▶ AIM 1
In the listing below, rewrite everything from the line containing "Target: rock outcrop" down to the line containing "x=412, y=342", both lines included and request lines kept unchanged. Rescale each x and y coordinate in the answers by multiplying it by 1.9 and rounding to a whole number with halves rounded up, and return only those lines.

Part 1: How did we get
here?
First: I’m going to narrate you through
some of the important mentoring experiences that got me here, which means I
need to tell you a little bit about my background. I grew up outside of Providence, Rhode Island
in the city of Pawtucket – a place known for dirty water, corrupt politicians,
and the Triple A farm team for the Boston Red Sox. My dad worked three jobs for most of my
childhood while attending college at night.
(He got his bachelor’s degree when I was fourteen.) My mom stayed home with me until I started
kindergarten, when she started working as a teaching assistant in the local
school district. And then there was me,
the child who got so focused on whatever she was reading that she genuinely
didn’t hear her parents, say, calling her for dinner. (This was the cause of some good-natured
disagreements between me and my dad.)
My dad’s parents lived around the corner,
and the first person who taught me about access was my grandmother, Joan. Grandma was one of the first three female
clergy in the Episcopal Church in the state of Rhode Island. In the late 1970s, the church started to
discuss possibly ordaining women, something that began to happen in the early
1980s. My grandmother had spent most of
her adult life working various part-time, so called “pink collar” jobs, raising
three kids while my grandfather worked unpredictable hours as a lineman for the
electric company. But she’d always felt
connected to the church, and she was excited about these new potential
possibilities for women. There was just
one problem – if she was going to become a priest, she needed a college degree
to be able to attend seminary.
So she got one, a couple of classes at a
time at the University of Rhode Island.
And a few years later, she invited her three grown kids over for dinner.
This story predates me, but as my father
tells it, it went a little bit like this: Grandma called all three of her
children over for dinner one Friday night (and when my grandma told you to do
something, you did it.) All five of them
sat down around the table in the dining room of the house they had grown up in,
the first floor of an old two-story tenement home. Once everyone was sitting down and had been
served dinner, my grandmother declared: “Well, I’m going to be living in New
York City for a few years. You kids will
have to look in on your father.” (New
York is home to General Theological Seminary, where she studied with two other
women from Rhode Island, making flashcards for their Greek language class that
she cheerfully threw away as soon as she possibly could.) My grandfather, to his credit, didn’t need
that much looking in on, but he drove four hours every weekend to visit my
grandmother in New York City. They used
to buy bagels and sit on a bench near Times Square to watch the people go by, every
weekend while my grandmother earned her master’s degree and then doctorate in
divinity.

▶ AIM 2
In the excerpt above about the grandmother's path to the priesthood, where did she take classes to earn her college degree?

▶ DATASET
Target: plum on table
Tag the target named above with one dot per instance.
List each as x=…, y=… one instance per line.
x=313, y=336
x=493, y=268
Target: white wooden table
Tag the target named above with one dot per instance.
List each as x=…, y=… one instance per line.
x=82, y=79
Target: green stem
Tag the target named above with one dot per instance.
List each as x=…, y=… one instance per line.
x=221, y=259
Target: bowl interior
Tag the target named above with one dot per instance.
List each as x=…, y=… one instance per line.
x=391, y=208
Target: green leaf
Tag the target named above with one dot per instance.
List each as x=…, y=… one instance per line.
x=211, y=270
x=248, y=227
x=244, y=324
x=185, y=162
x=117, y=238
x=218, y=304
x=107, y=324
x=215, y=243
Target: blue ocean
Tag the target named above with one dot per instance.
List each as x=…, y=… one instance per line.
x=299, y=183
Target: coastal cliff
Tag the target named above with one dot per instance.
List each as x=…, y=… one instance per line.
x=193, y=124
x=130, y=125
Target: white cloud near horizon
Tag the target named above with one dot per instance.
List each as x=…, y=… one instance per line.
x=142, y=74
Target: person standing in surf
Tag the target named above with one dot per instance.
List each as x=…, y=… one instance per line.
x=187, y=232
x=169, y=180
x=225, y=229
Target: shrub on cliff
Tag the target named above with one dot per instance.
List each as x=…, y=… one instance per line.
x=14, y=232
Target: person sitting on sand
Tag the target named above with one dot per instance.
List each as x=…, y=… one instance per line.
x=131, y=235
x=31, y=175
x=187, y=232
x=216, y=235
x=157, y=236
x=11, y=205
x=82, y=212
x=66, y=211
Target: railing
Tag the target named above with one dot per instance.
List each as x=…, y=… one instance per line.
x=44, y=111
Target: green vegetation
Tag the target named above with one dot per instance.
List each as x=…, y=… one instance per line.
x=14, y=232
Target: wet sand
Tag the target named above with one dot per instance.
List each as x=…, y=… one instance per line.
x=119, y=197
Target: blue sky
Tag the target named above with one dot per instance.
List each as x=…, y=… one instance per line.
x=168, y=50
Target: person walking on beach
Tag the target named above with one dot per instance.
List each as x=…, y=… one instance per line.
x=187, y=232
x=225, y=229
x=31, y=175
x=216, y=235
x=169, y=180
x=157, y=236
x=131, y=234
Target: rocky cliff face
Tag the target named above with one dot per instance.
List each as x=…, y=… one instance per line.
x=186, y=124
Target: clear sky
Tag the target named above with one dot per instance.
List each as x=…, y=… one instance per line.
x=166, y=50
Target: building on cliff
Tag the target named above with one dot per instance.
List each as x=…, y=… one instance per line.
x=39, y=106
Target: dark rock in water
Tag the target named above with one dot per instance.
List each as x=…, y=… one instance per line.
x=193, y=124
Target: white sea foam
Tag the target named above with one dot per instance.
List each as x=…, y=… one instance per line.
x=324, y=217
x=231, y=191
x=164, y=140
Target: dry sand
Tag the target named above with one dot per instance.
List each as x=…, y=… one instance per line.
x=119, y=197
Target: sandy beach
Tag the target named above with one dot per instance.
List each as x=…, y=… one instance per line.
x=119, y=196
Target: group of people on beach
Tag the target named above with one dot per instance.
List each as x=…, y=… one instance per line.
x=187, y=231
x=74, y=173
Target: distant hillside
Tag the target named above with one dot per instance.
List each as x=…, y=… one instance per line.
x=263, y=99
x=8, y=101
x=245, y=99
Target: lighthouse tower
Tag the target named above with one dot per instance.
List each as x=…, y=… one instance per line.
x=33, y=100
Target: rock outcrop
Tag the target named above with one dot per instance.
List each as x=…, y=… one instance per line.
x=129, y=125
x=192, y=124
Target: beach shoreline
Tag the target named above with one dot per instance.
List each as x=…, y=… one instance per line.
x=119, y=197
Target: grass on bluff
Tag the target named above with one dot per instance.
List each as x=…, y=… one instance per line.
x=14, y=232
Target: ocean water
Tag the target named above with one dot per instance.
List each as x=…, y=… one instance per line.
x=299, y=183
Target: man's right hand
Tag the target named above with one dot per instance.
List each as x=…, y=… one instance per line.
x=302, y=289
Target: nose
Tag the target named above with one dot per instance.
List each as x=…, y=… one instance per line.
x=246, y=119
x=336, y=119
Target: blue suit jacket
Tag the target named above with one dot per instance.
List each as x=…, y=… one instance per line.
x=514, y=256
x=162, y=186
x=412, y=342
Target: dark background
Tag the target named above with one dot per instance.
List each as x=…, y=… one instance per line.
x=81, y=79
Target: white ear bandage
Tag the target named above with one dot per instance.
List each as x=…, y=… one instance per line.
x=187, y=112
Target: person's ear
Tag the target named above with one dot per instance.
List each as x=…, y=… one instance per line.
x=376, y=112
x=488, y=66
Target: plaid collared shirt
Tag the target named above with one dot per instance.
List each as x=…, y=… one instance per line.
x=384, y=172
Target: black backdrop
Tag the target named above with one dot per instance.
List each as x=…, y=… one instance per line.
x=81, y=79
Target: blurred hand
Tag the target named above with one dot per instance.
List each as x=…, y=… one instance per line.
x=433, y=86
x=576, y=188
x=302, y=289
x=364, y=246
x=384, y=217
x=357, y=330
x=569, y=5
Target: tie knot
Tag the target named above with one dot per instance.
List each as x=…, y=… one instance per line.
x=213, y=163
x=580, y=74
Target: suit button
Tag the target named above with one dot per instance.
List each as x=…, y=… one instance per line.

▶ COMPLETE RESPONSE 1
Target: rock outcrop
Tag the target named above with one dot per instance.
List each as x=…, y=… one instance per line.
x=245, y=238
x=365, y=236
Target: beach shoreline
Tag the target named above with one dot per instance.
List each as x=…, y=… one instance per line.
x=226, y=374
Target: grass on bluff
Tag the target named above with one dot per instance.
List each as x=…, y=… one instance per line.
x=27, y=441
Target: ocean water
Tag the target named above with one dot per instance.
List each as x=…, y=… one instance per line.
x=568, y=348
Target: man's right hand
Tag the target named above with one dot per instance.
List each as x=…, y=… one instance per line.
x=574, y=549
Target: nose
Tag the target named above with one dot per instance.
List each as x=…, y=… one instance per line.
x=467, y=226
x=638, y=226
Target: blue suit jacket
Tag the target named above with one dot per instance.
List each as x=…, y=… one instance per line.
x=977, y=486
x=308, y=353
x=783, y=650

▶ COMPLETE RESPONSE 2
At the University of Rhode Island.